* _Dataset records_
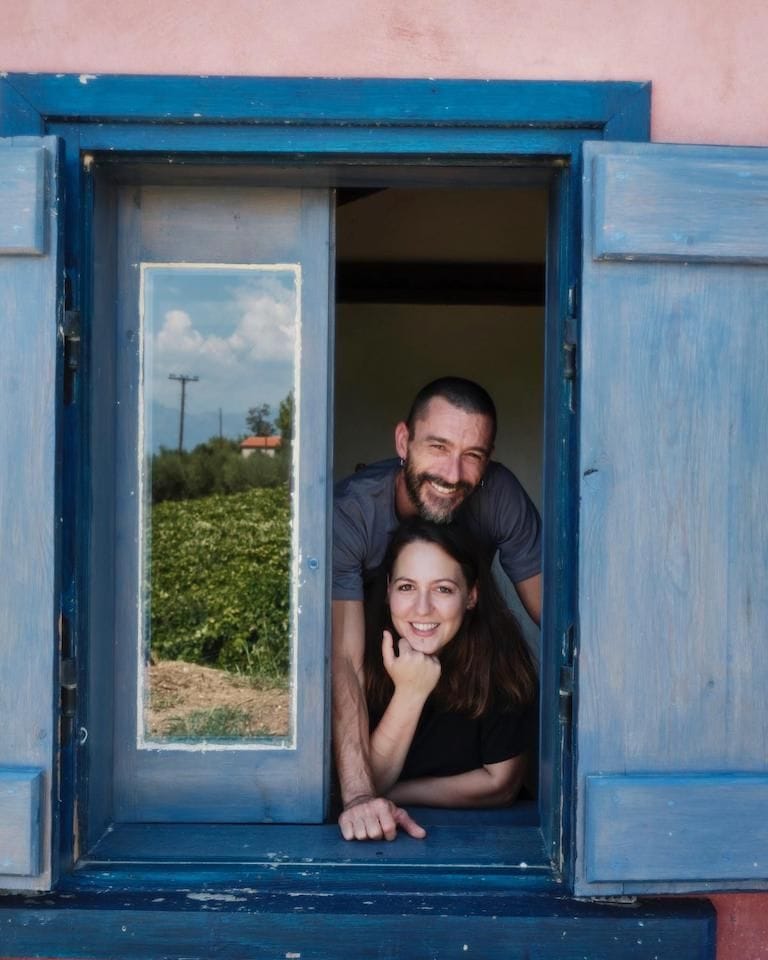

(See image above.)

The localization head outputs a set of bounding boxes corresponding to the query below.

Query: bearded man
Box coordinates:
[332,377,541,840]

* _Given task_
Express the lines of the entries above as a numbered list, skipping blank lines and leaving out the pictures.

* _Solution to this problem_
1. (See image above.)
2. The localization head outputs a set of bounding boxes corresponding to the query below.
3. Query: bearded man
4. Box coordinates:
5. [332,377,541,840]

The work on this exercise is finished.